> [EXTRAIT FOURNI]
La boue charriée par les crues du printemps crée sur le fleuve Inguri, séparant la Géorgie de l’Abkhazie, de petits îlots de terre fertile qui seront engloutis dès l’arrivée des pluies d’automne. Un vieux paysan abkhaze plante un drapeau blanc sur l’ilot qu’il a choisi pour y semer du maïs, aidé par sa petite-fille. Le calme ambiant est régulièrement troublé par le passage de soldats armés des deux camps sur de petites embarcations et par des tirs sporadiques d’armes automatiques…

La Terre éphémère (Simindis kundzuli, 2014) est le second film du réalisateur géorgien George Ovashvili, après l’inoubliable L’Autre rive (Gagma napiri, 2009) sur la recherche par un garçonnet du père dont il a été séparé par le nettoyage ethnique qui a accompagné le conflit entre la Géorgie et l’Abkhazie.

La Terre éphémère est un film hypnotique, pratiquement sans dialogues. Il faut attendre une vingtaine de minutes pour que le grand-père et sa petite-fille échangent quelques courtes phrases, avant une autre brève conversation, une demi-heure plus tard. La musique aussi s’efface devant l’accompagnement du clapotis de l’eau sur les galets, du bruissement des tiges de maïs caressées par le vent, du chant des oiseaux…

Et pourtant, le film raconte tant de choses… Le vieil homme, avant de planter son drapeau blanc pour s’approprier l’îlot, touche la terre, la sent, la goûte. C’est en regardant attentivement son grand-père que la jeune fille fait son apprentissage des gestes qu’elle reproduira avec de plus en plus d’assurance pour finir par faire sa part de travail en toute autonomie. C’est en accrochant à un mur de la cabane sa poupée de chiffon qu’elle marque sa sortie de l’enfance, le jour où elle saigne pour la première fois. Puis, quand elle s’aperçoit qu’elle attire le regard des hommes, elle court s’isoler dans la cabane et déboutonne sa chemise pour regarder sa poitrine naissante, inquiète et, à la fois, agréablement surprise de l’apparition d’une féminité dont elle ne tardera pas à tester les effets.

La Terre éphémère détaille tous les gestes de l’exploitation du fragile lopin de terre au ras de l’eau, suit leur lent enchaînement, donne la mesure du temps par la pousse du maïs, la couleur des tiges qui virent lentement du vert au beige, permettant de voir que chaque jour nouveau ne ressemble pas tout à fait au précédent.

> [LE PROBLÈME] Poursuivez le texte sur le film La Terre éphémère à partir de sa dernière phrase.

> [Entrées d'un jeu de données de pointage]

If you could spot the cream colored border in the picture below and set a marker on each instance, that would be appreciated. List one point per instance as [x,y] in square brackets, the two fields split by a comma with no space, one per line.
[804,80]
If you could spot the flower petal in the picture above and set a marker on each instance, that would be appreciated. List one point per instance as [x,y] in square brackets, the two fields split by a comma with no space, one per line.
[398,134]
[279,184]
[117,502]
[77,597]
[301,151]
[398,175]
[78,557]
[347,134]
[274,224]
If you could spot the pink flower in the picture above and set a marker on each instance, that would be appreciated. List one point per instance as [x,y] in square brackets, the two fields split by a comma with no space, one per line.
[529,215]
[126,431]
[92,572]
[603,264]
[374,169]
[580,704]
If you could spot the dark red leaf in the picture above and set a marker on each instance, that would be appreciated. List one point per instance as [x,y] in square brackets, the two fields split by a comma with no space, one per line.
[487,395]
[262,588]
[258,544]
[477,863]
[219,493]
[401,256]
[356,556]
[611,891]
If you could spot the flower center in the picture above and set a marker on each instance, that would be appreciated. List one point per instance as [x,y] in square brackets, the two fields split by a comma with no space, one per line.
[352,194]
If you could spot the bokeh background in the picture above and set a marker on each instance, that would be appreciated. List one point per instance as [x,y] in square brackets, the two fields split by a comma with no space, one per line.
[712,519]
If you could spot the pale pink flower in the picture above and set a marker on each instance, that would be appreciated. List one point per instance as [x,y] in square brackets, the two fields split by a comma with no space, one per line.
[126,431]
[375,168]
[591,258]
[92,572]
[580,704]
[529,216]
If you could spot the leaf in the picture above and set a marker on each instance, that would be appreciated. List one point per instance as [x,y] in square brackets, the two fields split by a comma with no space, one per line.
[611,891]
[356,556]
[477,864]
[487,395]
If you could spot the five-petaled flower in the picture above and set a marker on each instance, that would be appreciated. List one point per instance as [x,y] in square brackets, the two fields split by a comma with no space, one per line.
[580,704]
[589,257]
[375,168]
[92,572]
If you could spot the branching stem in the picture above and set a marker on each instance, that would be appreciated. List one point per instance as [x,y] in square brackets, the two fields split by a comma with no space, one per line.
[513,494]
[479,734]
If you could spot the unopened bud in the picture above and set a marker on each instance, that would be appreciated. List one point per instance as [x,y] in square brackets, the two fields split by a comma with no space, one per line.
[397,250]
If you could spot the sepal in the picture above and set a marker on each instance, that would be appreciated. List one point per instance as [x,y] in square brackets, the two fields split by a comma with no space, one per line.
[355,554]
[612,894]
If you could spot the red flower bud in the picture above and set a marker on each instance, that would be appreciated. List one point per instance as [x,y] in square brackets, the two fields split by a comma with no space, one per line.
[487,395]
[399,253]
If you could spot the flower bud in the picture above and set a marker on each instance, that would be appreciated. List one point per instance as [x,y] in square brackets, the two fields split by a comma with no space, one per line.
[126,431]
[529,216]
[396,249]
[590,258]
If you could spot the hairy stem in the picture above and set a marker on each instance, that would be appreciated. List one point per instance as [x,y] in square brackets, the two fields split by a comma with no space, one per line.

> [RÉPONSE CI-DESSOUS]
D’étranges moments de la cohabitation silencieuse des deux personnages, le passage régulier des soldats, les changements de la couleur du temps, la cuisson sur un feu de bois des poissons capturés dans une nasse d’osier… mille petites scènes cadrées avec goût, saisies par des mouvements de caméra fluides, n’ennuient jamais. Et les coups de feu tirés par on ne sait qui, d’autres bruits furtifs, surtout la nuit, distillent une menace diffuse, d’autant plus inquiétante qu’elle est invisible.

Ce film unique a été coproduit par Guillaume de Seille, comme le remarquable film kazakh que nous avons beaucoup aimé, Leçons d’harmonie d’Emir Baigazinen en 2013, ainsi qu’Eka & Natia, chronique d’une jeunesse géorgienne de Nana Ekvtimishvili et Simon Groß en 2013 (pas encore édité en France).

La Terre éphémère est un exceptionnel film d’auteur qui atteint, dans un genre comparable, le niveau de qualité de deux autres oeuvres : Printemps, été, automne, hiver… et printemps de Kim Ki-duk (2003) et, plus encore, L’Île nue de Kaneto Shindô (1961).

La Terre éphémère

Édition - 7,5 / 10

La Terre éphémère (96’) tient sur un DVD-9 logé, comme la plupart des éditions Blaq Out, dans un élégant digipack de 7 mm. Le menu animé et musical propose le film dans sa seule version originale, avec sous-titres français (malheureusement incrustés dans l’image).

En supplément, un entretien avec le réalisateur (14’, en anglais sous-titré). George Ovashvili voit son film comme une fable universelle, celle du combat de l’homme et de la nature, toujours la plus forte. Il a cherché à élaguer les dialogues, voire à les supprimer à chaque fois qu’ils n’étaient pas indispensables à la communication entre les deux personnages. Il évoque également ses débuts difficiles : son diplôme en poche depuis 1997, il lui a fallu attendre jusqu’en 2005 l’aide d’état qui lui a permis de financer L’Autre rive, son premier film.

L’image (2.39:1) offre la meilleure définition possible sur le support DVD, avec une texture agréable, des couleurs naturelles et de beaux contrastes aux noirs denses.

Le son est au seul format Dolby Digital stéréo (sans l’alternative 5.1 mentionné au verso du digipack, au moins sur le check disc fourni pour le test). Il s’ouvre sur un large spectre et restitue avec finesse tous les bruits environnants, avec une bonne séparation des deux voies.

La Terre éphémère

Crédits images : © Blaq Out

Configuration de test
  • Vidéo projecteur JVC DLA-X70BRE
  • OPPO BDP-93EU
  • Denon AVR-4520
  • Kit enceintes/caisson Focal Profile 918, CC908, SR908 et Chorus V (configuration 7.1)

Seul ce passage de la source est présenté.